- **BRIEF**: Turn the entries below into a JSON list of strings, with one string per line and blank lines left out.

◇ ◇ ◇

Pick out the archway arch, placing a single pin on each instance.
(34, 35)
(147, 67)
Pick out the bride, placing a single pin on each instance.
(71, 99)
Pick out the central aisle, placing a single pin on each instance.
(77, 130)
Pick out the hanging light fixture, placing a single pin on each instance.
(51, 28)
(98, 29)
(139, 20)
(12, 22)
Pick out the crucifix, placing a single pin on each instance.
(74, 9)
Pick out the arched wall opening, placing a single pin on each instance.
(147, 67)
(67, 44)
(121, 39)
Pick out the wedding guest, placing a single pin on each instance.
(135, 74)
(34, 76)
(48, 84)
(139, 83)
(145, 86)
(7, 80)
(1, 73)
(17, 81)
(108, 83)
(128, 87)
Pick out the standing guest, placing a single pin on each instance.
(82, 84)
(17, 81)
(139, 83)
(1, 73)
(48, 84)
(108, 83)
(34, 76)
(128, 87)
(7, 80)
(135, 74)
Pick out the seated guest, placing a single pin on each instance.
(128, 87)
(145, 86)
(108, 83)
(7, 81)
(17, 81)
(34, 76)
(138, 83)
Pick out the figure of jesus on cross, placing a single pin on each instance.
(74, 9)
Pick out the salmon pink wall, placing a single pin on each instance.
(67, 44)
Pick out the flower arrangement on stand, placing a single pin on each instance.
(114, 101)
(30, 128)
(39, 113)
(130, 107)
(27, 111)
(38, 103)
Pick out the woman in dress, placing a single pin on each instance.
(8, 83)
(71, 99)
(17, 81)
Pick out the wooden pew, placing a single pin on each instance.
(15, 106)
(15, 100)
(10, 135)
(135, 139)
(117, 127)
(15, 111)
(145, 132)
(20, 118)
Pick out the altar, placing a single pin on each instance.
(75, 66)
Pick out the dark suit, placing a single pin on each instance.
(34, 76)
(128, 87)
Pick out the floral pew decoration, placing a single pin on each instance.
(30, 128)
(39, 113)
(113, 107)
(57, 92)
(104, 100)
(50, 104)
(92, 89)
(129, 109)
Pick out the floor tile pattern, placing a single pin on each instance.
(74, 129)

◇ ◇ ◇

- **FINISHED EXERCISE**:
[
  "Pick out the archway arch, placing a single pin on each instance.",
  "(34, 35)",
  "(147, 67)",
  "Pick out the bride, placing a single pin on each instance.",
  "(71, 99)",
  "Pick out the central aisle, placing a single pin on each instance.",
  "(77, 130)",
  "Pick out the hanging light fixture, placing a single pin on each instance.",
  "(51, 28)",
  "(98, 29)",
  "(139, 20)",
  "(12, 22)",
  "Pick out the crucifix, placing a single pin on each instance.",
  "(74, 9)",
  "Pick out the arched wall opening, placing a single pin on each instance.",
  "(147, 67)",
  "(67, 44)",
  "(121, 39)",
  "Pick out the wedding guest, placing a single pin on each instance.",
  "(135, 74)",
  "(34, 76)",
  "(48, 84)",
  "(139, 83)",
  "(145, 86)",
  "(7, 80)",
  "(1, 73)",
  "(17, 81)",
  "(108, 83)",
  "(128, 87)",
  "Pick out the standing guest, placing a single pin on each instance.",
  "(82, 84)",
  "(17, 81)",
  "(139, 83)",
  "(1, 73)",
  "(48, 84)",
  "(108, 83)",
  "(34, 76)",
  "(128, 87)",
  "(7, 80)",
  "(135, 74)",
  "Pick out the seated guest, placing a single pin on each instance.",
  "(128, 87)",
  "(145, 86)",
  "(108, 83)",
  "(7, 81)",
  "(17, 81)",
  "(34, 76)",
  "(138, 83)",
  "Pick out the figure of jesus on cross, placing a single pin on each instance.",
  "(74, 9)",
  "Pick out the salmon pink wall, placing a single pin on each instance.",
  "(67, 44)",
  "Pick out the flower arrangement on stand, placing a single pin on each instance.",
  "(114, 101)",
  "(30, 128)",
  "(39, 113)",
  "(130, 107)",
  "(27, 111)",
  "(38, 103)",
  "Pick out the woman in dress, placing a single pin on each instance.",
  "(8, 83)",
  "(71, 99)",
  "(17, 81)",
  "Pick out the wooden pew, placing a single pin on each instance.",
  "(15, 106)",
  "(15, 100)",
  "(10, 135)",
  "(135, 139)",
  "(117, 127)",
  "(15, 111)",
  "(145, 132)",
  "(20, 118)",
  "Pick out the altar, placing a single pin on each instance.",
  "(75, 66)",
  "Pick out the dark suit, placing a single pin on each instance.",
  "(34, 76)",
  "(128, 87)",
  "Pick out the floral pew decoration, placing a single pin on each instance.",
  "(30, 128)",
  "(39, 113)",
  "(113, 107)",
  "(57, 92)",
  "(104, 100)",
  "(50, 104)",
  "(92, 89)",
  "(129, 109)",
  "Pick out the floor tile pattern, placing a single pin on each instance.",
  "(74, 129)"
]